== How to complete this task ==
Continue the Welton le Wold article below, starting right after its final sentence, which ends "Roman artefacts and coins found in the area."

Village and civil parish in the East Lindsey district of Lincolnshire, England

Welton le Wold is a village and civil parish in the East Lindsey district of Lincolnshire, England. It is situated approximately 4 mi west of the town of Louth.

== History ==
The name 'Welton le Wold' derives from the Old English Wella-tun meaning 'farm/settlement with a spring/stream'. Wold was added to distinguish from the other villages named Welton in Lincolnshire.

The land surrounding Welton le Wold has been subject to intermittent human inhabitation for hundreds of thousands of years. Four flint hand axes discovered in a sand and gravel quarry near Welton le Wold between 1969 and 1973 indicate that the area was once inhabited by archaic humans, probably in the middle Pleistocene, some 400,000 years ago.

A much later Neolithic settlement, perhaps as early as 2,000 BCE, is evident from the Bronze Age Bowl Barrow north of Warren Farm while a 2nd to 4th century Roman villa at Welton le Wold is betrayed by soil and crop marks and the significant quantity of Roman artefacts and coins found in the area.

== Given data ==
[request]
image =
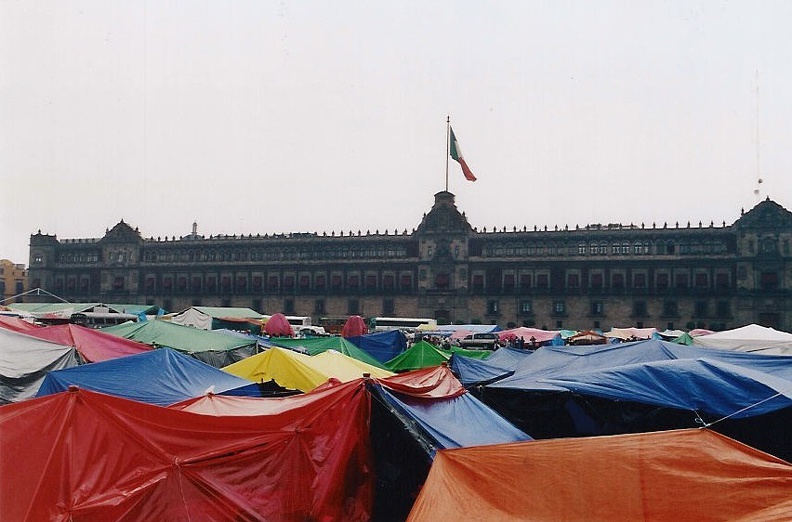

== Result of this exercise ==
Welton is listed in the Domesday Book of 1086 as consisting of 57 households and excavation of Medieval earthworks in the village also revealed evidence of buildings occupied in the 11th to 14th centuries, coinciding with the oldest components of St Martin's Church.

== Landmarks ==
The parish church is a Grade II* listed building dedicated to Saint Martin, dating from the 14th century and restored in 1849 by S. S. Teulon. The west tower and the font are 14th-century.

Welton le Wold C of E School was a red-brick school built as a national school in 1840 and reorganised as a junior school in 1928. It closed in July 1974 and is now Grade II listed.